:: EXTRAIT FOURNI ::

36C’est un point commun entre Hélène et une autre enquêtée, pourtant très éloignée en termes de biographie et de position sociale (Anne-Marie, 49 ans, trois enfants, gardienne d’immeuble, mariée depuis 1976 à Emmanuel, conducteur d’engins sur des chantiers de btp). Toutes deux recevaient de leur mari une somme mensuelle pour les dépenses de la maison et des enfants10, et elles ont repris une activité salariée lorsque les aînés des enfants ont quitté le domicile familial, ce qui a entraîné la réduction ou la fin des transferts entre les conjoints. Voici ce que dit Anne-Marie lorsque je lui demande si son mari et elle ont un compte commun :

— Alors on voulait mettre un compte commun, et puis mon mari il me dit : « Non, si tu veux t’acheter des trucs, bon… » alors du coup j’ai gardé… Enfin il peut prendre sur mon compte, mais on a séparé nos comptes.

:::

▸ **CONSIGNE 1**:
Répondez à ces questions sur l'extrait sur les comptes des couples :
(a) Quel métier Anne-Marie exerce-t-elle ?
(b) À quel moment Hélène et Anne-Marie ont-elles repris une activité salariée ?
(c) Qu'ont finalement fait Anne-Marie et son mari de leurs comptes ?
▸ **CONSIGNE 2**: Dans l'extrait fourni, reproduisez fidèlement le passage qui va de « 36C’est un point » jusqu'à « séparé nos comptes. ».

:: DONNÉES FOURNIES ::

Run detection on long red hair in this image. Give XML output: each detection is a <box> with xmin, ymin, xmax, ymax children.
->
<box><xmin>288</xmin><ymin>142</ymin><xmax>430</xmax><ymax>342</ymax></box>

:::
:: DONNÉES FOURNIES ::

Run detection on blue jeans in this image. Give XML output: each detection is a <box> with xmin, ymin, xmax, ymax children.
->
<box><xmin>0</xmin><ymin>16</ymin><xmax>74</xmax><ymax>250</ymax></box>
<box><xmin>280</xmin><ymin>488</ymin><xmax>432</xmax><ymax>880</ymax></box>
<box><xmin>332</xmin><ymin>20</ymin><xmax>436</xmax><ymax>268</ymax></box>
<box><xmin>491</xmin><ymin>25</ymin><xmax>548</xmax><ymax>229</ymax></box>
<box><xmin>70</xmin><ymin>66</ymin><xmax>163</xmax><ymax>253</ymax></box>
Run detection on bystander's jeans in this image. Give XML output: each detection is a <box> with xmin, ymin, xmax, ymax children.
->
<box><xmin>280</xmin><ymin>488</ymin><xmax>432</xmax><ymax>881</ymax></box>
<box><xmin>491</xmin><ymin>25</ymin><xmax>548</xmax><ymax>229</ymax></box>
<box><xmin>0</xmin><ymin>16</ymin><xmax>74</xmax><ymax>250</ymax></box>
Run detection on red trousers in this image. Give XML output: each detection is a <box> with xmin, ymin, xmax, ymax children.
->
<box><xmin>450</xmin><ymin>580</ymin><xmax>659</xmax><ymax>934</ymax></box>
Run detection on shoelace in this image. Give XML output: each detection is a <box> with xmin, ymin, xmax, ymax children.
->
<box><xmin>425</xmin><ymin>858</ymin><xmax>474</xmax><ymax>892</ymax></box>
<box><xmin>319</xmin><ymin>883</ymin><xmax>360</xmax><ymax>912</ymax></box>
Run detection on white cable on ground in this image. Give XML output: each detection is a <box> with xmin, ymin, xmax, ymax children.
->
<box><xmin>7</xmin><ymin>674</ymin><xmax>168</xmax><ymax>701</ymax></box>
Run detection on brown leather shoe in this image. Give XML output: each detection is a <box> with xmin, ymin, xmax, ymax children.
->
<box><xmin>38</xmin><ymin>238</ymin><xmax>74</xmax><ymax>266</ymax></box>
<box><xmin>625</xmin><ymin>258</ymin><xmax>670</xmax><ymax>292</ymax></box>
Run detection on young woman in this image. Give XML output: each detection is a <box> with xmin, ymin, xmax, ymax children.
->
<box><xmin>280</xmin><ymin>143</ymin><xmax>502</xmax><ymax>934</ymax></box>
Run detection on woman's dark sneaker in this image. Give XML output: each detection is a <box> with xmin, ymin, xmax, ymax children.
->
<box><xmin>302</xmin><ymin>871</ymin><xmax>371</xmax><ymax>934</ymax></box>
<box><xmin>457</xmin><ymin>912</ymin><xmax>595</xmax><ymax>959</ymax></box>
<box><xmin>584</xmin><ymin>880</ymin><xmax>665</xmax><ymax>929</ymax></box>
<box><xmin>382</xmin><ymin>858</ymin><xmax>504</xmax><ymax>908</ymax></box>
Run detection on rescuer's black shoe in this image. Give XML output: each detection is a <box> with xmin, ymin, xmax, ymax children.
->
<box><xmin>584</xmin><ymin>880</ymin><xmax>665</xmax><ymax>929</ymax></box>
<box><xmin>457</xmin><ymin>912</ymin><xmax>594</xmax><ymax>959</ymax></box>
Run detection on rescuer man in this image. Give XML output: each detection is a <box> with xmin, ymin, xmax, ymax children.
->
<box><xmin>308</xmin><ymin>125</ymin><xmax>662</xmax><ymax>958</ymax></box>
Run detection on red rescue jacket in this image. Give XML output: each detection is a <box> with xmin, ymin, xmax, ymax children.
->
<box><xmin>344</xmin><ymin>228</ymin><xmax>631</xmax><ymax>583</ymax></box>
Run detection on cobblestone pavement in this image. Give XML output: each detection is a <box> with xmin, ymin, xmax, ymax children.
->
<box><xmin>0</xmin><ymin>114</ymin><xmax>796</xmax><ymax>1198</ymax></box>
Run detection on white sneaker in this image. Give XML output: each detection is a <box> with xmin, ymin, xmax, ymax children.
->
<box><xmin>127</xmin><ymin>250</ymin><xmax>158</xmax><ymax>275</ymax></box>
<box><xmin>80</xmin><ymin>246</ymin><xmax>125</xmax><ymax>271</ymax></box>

:::

▸ **RÉPONSE COMPLÈTE 1**:
(a) Elle est gardienne d'immeuble.
(b) Lorsque les aînés des enfants ont quitté le domicile familial.
(c) Ils ont séparé leurs comptes.

▸ **RÉPONSE COMPLÈTE 2**:
36C’est un point commun entre Hélène et une autre enquêtée, pourtant très éloignée en termes de biographie et de position sociale (Anne-Marie, 49 ans, trois enfants, gardienne d’immeuble, mariée depuis 1976 à Emmanuel, conducteur d’engins sur des chantiers de btp). Toutes deux recevaient de leur mari une somme mensuelle pour les dépenses de la maison et des enfants10, et elles ont repris une activité salariée lorsque les aînés des enfants ont quitté le domicile familial, ce qui a entraîné la réduction ou la fin des transferts entre les conjoints. Voici ce que dit Anne-Marie lorsque je lui demande si son mari et elle ont un compte commun :

— Alors on voulait mettre un compte commun, et puis mon mari il me dit : « Non, si tu veux t’acheter des trucs, bon… » alors du coup j’ai gardé… Enfin il peut prendre sur mon compte, mais on a séparé nos comptes.